Source material -
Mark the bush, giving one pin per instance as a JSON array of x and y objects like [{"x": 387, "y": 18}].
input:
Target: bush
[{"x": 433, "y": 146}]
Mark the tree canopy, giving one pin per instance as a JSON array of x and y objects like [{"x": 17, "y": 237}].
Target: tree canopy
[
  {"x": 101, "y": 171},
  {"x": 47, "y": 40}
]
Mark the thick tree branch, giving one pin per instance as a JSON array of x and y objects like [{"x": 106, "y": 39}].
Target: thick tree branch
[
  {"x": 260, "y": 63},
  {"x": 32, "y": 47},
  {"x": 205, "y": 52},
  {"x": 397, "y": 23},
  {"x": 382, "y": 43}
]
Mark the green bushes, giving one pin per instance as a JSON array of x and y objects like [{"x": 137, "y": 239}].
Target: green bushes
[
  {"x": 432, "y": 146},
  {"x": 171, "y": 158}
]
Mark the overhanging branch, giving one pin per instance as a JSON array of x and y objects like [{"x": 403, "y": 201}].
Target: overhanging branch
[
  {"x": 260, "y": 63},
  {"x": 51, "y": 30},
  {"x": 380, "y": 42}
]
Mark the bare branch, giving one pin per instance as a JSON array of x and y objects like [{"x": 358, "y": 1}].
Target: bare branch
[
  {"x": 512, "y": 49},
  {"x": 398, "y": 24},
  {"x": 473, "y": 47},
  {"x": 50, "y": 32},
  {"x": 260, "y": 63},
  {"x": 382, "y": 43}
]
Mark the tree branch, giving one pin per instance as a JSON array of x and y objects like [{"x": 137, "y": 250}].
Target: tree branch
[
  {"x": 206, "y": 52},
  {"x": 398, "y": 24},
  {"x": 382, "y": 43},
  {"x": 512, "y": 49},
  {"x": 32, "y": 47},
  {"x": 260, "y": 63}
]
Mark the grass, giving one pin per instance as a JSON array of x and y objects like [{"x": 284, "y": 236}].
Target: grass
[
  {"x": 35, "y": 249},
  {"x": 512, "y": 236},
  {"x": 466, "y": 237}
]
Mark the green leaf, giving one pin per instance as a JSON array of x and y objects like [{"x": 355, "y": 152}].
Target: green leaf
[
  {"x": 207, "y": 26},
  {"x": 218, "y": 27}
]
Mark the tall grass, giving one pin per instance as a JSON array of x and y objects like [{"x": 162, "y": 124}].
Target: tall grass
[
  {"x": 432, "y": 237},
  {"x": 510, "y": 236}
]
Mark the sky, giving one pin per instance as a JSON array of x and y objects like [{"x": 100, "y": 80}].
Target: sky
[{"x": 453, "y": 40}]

The task -
Which lines in the data above contain "instance"? Show each one.

Solution for this exercise -
Mark the bush, giving one pin per instance as a JSON array of x and y objects like [{"x": 387, "y": 18}].
Mark the tree canopy, giving one pin per instance as a JSON array of x and y objects like [{"x": 17, "y": 237}].
Mark the thick tree branch, giving one pin per instance as a JSON array of x and y objects like [{"x": 106, "y": 39}].
Mark the green bushes, giving one pin per instance as a JSON array of x and y objects like [{"x": 137, "y": 239}].
Mark the overhanging branch, giving one pin per instance as a JSON array of x and y objects like [{"x": 403, "y": 201}].
Mark the bare branch, giving one pin per instance as a JSON array of x and y objects like [{"x": 358, "y": 1}].
Mark the tree branch, giving one pin per instance as a JSON array of x and y objects like [{"x": 137, "y": 250}].
Mark the grass, giving one pin per instance as a JSON array of x and y objects like [{"x": 284, "y": 236}].
Mark the green leaf, giving one pin per instance as a JSON array of x and y objects like [{"x": 355, "y": 152}].
Mark the tall grass, giving one pin per instance as a JSON array of x and y objects like [{"x": 162, "y": 124}].
Mark the sky, giving one pin per instance as a JSON array of x and y objects like [{"x": 100, "y": 80}].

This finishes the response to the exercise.